_DATASET EXCERPTS_
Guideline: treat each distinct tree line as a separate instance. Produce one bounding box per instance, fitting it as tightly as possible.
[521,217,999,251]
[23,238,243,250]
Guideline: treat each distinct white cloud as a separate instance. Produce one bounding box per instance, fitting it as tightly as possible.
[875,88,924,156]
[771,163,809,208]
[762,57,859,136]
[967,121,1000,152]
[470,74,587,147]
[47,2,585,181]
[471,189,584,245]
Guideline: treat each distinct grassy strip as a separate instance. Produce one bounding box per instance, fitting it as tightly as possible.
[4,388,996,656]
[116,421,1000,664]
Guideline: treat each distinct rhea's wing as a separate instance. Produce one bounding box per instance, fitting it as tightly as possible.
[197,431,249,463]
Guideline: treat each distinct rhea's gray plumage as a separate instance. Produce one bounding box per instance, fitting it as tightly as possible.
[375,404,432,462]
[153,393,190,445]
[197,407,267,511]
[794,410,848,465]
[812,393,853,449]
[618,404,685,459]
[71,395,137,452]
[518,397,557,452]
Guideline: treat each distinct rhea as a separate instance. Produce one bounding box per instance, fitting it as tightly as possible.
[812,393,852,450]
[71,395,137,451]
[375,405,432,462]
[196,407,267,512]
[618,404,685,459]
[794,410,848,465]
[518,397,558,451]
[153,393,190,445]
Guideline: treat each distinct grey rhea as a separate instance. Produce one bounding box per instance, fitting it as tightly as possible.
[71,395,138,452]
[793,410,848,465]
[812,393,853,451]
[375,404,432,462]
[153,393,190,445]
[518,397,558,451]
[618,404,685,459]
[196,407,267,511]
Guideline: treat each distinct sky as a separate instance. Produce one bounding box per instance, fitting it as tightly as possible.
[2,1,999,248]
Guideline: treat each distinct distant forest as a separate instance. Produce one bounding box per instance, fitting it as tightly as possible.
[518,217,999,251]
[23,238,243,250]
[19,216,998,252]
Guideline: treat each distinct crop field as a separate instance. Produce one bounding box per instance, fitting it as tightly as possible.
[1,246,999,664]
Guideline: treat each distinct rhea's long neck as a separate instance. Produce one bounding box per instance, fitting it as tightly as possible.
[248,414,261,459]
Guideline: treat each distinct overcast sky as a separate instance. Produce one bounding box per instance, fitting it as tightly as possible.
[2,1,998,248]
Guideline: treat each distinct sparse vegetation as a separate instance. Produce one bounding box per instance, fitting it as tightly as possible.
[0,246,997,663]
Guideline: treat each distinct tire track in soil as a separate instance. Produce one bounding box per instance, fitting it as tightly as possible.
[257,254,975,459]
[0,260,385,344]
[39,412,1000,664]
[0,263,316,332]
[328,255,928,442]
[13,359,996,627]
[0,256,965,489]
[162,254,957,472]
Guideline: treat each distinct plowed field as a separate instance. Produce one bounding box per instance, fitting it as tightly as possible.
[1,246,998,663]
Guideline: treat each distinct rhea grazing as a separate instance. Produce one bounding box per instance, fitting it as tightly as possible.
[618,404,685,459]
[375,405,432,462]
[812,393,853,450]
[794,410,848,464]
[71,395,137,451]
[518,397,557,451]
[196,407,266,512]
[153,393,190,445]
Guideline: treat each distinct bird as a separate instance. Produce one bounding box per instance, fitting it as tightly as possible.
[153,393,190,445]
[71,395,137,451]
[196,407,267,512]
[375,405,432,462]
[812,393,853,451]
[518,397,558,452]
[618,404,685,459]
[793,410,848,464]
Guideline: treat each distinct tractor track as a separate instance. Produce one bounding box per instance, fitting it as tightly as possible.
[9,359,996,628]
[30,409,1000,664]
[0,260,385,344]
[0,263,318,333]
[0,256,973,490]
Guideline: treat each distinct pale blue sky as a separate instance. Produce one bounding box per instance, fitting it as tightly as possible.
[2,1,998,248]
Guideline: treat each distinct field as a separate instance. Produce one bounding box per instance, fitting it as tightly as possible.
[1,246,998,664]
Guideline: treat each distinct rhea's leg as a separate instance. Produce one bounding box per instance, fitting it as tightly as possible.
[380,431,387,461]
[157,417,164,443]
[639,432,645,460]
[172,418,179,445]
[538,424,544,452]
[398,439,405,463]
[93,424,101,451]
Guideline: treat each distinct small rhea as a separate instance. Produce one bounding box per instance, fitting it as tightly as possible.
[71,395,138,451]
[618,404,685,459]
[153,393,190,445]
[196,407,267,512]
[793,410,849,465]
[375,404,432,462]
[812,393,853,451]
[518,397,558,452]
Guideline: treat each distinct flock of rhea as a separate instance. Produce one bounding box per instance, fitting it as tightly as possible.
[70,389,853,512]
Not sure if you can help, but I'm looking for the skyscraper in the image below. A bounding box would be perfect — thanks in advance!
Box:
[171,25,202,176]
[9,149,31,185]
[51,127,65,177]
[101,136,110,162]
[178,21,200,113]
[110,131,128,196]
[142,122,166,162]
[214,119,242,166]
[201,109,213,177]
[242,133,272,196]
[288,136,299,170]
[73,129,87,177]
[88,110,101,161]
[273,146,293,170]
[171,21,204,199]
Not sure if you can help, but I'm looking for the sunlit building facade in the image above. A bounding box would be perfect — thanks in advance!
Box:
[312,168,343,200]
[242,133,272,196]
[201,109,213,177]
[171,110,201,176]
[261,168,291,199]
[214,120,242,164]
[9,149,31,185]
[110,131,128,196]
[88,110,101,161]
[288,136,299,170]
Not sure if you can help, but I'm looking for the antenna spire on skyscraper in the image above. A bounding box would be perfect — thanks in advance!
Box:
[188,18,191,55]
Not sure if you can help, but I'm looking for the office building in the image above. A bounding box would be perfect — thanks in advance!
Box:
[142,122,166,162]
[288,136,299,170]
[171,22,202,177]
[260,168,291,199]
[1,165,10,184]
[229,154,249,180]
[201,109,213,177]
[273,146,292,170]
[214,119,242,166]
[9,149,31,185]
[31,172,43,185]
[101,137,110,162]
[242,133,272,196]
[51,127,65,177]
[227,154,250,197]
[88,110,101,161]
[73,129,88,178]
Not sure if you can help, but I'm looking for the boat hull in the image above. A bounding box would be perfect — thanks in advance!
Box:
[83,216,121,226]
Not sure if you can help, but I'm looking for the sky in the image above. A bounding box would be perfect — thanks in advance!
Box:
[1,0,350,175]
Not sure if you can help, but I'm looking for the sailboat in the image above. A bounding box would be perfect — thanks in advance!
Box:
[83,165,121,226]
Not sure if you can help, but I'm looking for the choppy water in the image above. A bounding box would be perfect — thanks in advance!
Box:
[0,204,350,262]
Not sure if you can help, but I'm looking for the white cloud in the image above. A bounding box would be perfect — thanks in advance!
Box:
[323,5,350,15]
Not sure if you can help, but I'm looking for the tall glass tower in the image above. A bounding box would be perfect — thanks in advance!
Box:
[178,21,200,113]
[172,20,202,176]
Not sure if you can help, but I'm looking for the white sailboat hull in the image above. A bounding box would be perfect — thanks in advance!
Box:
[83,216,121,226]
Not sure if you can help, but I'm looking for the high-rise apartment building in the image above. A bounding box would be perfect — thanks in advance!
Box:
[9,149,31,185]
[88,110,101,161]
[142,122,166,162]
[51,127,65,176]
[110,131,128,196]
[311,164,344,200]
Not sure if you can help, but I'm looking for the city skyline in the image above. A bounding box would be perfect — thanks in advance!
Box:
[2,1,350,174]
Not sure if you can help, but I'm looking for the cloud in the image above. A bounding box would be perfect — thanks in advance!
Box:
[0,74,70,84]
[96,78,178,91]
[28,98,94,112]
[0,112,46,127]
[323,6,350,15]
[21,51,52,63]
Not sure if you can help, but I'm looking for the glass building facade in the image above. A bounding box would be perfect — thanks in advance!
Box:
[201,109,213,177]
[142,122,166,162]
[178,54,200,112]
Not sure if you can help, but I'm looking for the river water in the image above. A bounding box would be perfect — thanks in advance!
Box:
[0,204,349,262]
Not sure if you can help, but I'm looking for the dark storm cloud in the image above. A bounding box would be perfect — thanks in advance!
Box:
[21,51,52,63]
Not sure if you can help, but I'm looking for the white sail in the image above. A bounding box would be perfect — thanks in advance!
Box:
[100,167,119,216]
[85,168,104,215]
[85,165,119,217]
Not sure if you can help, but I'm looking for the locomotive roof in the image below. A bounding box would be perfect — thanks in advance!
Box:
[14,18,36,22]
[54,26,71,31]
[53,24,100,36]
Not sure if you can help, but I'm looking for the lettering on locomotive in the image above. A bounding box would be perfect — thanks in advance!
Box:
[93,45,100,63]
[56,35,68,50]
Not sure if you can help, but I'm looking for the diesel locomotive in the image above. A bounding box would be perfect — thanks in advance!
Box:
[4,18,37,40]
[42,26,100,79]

_EXERCISE BRIEF_
A complete answer lists every line of the listing above that holds the word "glass".

_EXERCISE RESPONSE_
Not sure if you can help, but I'm looking for the tall glass tower in the image above. A bounding box would be perfect — thanks in advance!
Not sure if you can help, but I'm looking for the glass building facade in the image above. A bounding box would be perfect — thanks in advance!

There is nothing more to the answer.